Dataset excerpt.
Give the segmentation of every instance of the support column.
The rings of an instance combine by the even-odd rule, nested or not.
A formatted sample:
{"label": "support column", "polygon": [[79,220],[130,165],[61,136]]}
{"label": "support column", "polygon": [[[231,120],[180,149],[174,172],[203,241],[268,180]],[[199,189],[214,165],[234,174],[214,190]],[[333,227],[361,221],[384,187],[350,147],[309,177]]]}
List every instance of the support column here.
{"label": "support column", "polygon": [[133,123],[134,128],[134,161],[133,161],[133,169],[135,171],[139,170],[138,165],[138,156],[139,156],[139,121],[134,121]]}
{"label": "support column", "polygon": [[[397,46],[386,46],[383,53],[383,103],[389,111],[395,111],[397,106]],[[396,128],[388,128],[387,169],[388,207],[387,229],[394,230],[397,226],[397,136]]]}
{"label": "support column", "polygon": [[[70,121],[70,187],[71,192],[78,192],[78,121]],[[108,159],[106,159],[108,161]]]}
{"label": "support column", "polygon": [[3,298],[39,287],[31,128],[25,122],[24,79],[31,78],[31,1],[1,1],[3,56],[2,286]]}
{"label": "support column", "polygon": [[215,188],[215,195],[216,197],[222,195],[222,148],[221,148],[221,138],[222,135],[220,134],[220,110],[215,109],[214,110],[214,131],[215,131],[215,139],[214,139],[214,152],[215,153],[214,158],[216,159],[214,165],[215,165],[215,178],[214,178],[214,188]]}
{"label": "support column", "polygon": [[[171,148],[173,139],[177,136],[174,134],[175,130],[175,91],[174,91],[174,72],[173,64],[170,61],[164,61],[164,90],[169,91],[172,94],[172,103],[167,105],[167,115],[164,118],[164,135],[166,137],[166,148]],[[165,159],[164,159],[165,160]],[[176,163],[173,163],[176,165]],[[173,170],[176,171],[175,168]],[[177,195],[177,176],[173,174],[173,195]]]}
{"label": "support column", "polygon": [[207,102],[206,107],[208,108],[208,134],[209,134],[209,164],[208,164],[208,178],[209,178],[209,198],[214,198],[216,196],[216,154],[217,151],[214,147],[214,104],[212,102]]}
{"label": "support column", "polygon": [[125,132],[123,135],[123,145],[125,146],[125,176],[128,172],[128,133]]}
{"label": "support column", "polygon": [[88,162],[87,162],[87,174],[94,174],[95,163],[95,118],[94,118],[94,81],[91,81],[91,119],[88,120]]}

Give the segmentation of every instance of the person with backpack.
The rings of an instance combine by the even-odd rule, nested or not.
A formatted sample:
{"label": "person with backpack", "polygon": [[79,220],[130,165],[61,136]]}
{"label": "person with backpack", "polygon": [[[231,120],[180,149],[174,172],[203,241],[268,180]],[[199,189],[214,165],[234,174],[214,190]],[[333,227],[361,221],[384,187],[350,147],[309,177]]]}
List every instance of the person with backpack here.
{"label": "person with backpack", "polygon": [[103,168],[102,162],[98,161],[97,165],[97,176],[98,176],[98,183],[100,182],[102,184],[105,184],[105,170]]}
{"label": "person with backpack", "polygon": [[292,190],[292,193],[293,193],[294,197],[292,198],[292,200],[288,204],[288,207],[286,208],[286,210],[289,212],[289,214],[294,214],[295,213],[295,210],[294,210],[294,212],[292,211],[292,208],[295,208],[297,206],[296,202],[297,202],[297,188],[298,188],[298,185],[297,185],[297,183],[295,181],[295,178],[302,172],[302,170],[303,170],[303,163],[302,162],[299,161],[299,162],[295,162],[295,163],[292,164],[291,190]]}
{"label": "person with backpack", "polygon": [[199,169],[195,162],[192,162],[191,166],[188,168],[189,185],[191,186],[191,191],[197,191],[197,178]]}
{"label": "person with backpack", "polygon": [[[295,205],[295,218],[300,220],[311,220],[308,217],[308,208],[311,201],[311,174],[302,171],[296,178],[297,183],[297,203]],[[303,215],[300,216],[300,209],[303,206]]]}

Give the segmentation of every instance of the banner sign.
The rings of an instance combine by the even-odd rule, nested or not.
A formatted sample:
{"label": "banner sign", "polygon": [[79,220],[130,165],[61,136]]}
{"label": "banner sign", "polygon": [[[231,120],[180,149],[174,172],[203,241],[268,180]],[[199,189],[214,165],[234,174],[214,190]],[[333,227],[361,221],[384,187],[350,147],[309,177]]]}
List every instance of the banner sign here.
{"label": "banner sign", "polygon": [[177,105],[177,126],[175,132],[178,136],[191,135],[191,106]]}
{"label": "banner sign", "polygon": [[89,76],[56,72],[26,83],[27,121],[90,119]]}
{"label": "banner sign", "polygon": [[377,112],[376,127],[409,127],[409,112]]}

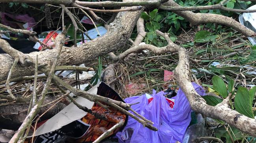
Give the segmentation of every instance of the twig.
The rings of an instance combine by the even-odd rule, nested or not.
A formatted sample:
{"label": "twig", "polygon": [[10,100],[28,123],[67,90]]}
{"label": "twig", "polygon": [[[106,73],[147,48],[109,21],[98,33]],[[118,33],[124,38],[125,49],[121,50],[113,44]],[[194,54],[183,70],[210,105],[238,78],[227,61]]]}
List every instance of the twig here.
{"label": "twig", "polygon": [[33,89],[33,96],[32,96],[32,105],[33,107],[36,102],[36,84],[37,81],[37,68],[38,66],[38,55],[36,56],[36,65],[35,66],[35,78],[34,79],[34,87]]}
{"label": "twig", "polygon": [[222,141],[218,138],[211,137],[199,137],[197,138],[194,139],[194,141],[196,143],[200,143],[202,141],[207,141],[207,140],[213,140],[217,141],[219,143],[223,143]]}
{"label": "twig", "polygon": [[96,24],[95,24],[95,23],[94,23],[94,22],[93,21],[93,20],[92,18],[90,16],[89,14],[85,12],[83,9],[80,8],[80,10],[81,10],[81,11],[82,12],[84,13],[86,16],[87,16],[91,20],[91,21],[92,22],[92,23],[93,24],[93,25],[94,25],[94,27],[95,27],[95,29],[96,29],[96,30],[97,31],[97,32],[98,33],[98,34],[99,34],[99,35],[100,36],[101,36],[101,34],[99,33],[99,31],[98,30],[98,28],[97,28],[97,27],[96,26]]}
{"label": "twig", "polygon": [[159,8],[168,11],[199,11],[201,10],[220,9],[223,11],[234,12],[236,13],[253,13],[256,12],[256,9],[239,9],[226,7],[223,5],[221,2],[217,4],[206,6],[198,6],[191,7],[171,7],[161,5]]}
{"label": "twig", "polygon": [[19,62],[19,58],[15,58],[14,60],[14,62],[13,62],[13,63],[11,67],[11,69],[10,69],[10,72],[9,72],[9,74],[8,75],[8,77],[7,77],[7,79],[6,80],[6,83],[7,91],[9,94],[10,96],[11,97],[13,100],[16,100],[17,98],[15,96],[14,96],[13,94],[11,92],[11,90],[10,89],[10,85],[9,85],[9,83],[10,83],[10,78],[11,78],[11,73],[13,72],[13,69],[17,65],[18,62]]}
{"label": "twig", "polygon": [[84,7],[81,5],[78,5],[76,4],[74,4],[73,5],[75,6],[76,6],[77,7],[86,10],[87,11],[93,11],[96,12],[101,12],[104,13],[118,13],[121,11],[137,11],[141,9],[142,8],[142,7],[141,6],[134,6],[131,7],[127,7],[127,8],[124,8],[123,9],[106,9],[106,10],[102,10],[102,9],[93,9],[88,7]]}
{"label": "twig", "polygon": [[92,11],[88,11],[88,12],[89,12],[91,14],[92,14],[93,16],[93,17],[95,19],[95,20],[98,22],[103,22],[105,24],[108,24],[106,22],[105,20],[103,20],[103,19],[101,18],[100,17],[98,16],[95,14],[94,13],[94,12]]}
{"label": "twig", "polygon": [[119,127],[121,127],[123,125],[124,123],[123,121],[121,121],[117,124],[115,125],[114,126],[112,127],[108,130],[105,132],[98,138],[94,141],[92,143],[99,143],[103,139],[108,137],[110,134],[112,134],[113,132],[114,132]]}
{"label": "twig", "polygon": [[133,119],[136,119],[137,120],[138,122],[139,123],[140,123],[144,127],[146,127],[148,129],[153,130],[153,131],[157,131],[157,129],[156,127],[155,127],[153,126],[151,124],[149,124],[148,123],[148,122],[142,119],[139,118],[138,118],[138,117],[135,116],[134,114],[131,113],[130,112],[128,112],[126,110],[125,110],[121,108],[119,106],[118,106],[117,105],[115,104],[114,103],[110,103],[109,105],[111,105],[111,106],[113,106],[114,107],[116,108],[116,109],[119,110],[120,111],[122,112],[125,114],[126,114],[130,116],[132,118],[133,118]]}
{"label": "twig", "polygon": [[133,6],[160,6],[163,3],[163,0],[149,0],[136,2],[118,2],[107,1],[100,2],[88,2],[76,1],[76,3],[81,6],[86,7],[131,7]]}
{"label": "twig", "polygon": [[80,104],[78,103],[77,102],[74,100],[74,99],[73,99],[73,98],[72,97],[70,96],[69,96],[69,95],[67,95],[67,97],[69,98],[70,100],[71,100],[71,101],[74,103],[74,104],[77,106],[77,107],[79,109],[83,110],[84,112],[87,112],[88,113],[91,114],[92,115],[95,116],[95,117],[96,117],[97,119],[105,120],[107,119],[107,118],[105,115],[98,113],[96,112],[93,112],[92,110],[92,109],[88,109],[86,107],[82,106]]}
{"label": "twig", "polygon": [[52,80],[52,78],[53,74],[54,74],[54,72],[55,71],[55,69],[57,65],[58,60],[59,58],[60,54],[62,47],[63,45],[64,42],[64,39],[65,38],[65,35],[66,33],[66,31],[64,30],[62,32],[58,35],[56,38],[56,40],[61,39],[62,40],[60,40],[60,43],[58,43],[56,45],[56,48],[58,48],[58,51],[57,55],[55,58],[54,59],[53,63],[50,69],[50,71],[48,74],[48,77],[46,81],[45,86],[44,87],[41,96],[39,98],[38,101],[37,103],[32,108],[29,114],[26,116],[24,121],[22,124],[21,125],[17,132],[13,135],[13,137],[11,139],[9,143],[15,143],[17,142],[18,140],[20,138],[21,136],[23,135],[24,130],[28,127],[28,125],[31,123],[34,117],[35,116],[37,112],[38,109],[40,107],[40,106],[42,105],[43,101],[45,95],[47,92],[47,90],[48,87],[50,85]]}
{"label": "twig", "polygon": [[80,66],[72,66],[71,65],[60,65],[56,67],[55,71],[93,71],[93,69],[90,67],[83,67]]}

Written instruction. Return the entries above verbatim, starting at the line that contains "Give the segmentation of every instance of the twig." and ending at the line that contains "List every instance of the twig here.".

The response.
Give the segmentation of every instance of the twig.
The rings of an instance combine by the even-odd rule, nested or not.
A formatted sample:
{"label": "twig", "polygon": [[10,100],[28,123],[67,90]]}
{"label": "twig", "polygon": [[[106,73],[147,48],[109,21],[98,33]],[[118,33],[124,38],[125,49],[121,50],[113,44]],[[194,54],[183,70],[210,105],[238,78],[227,61]]]}
List every instance of the twig here.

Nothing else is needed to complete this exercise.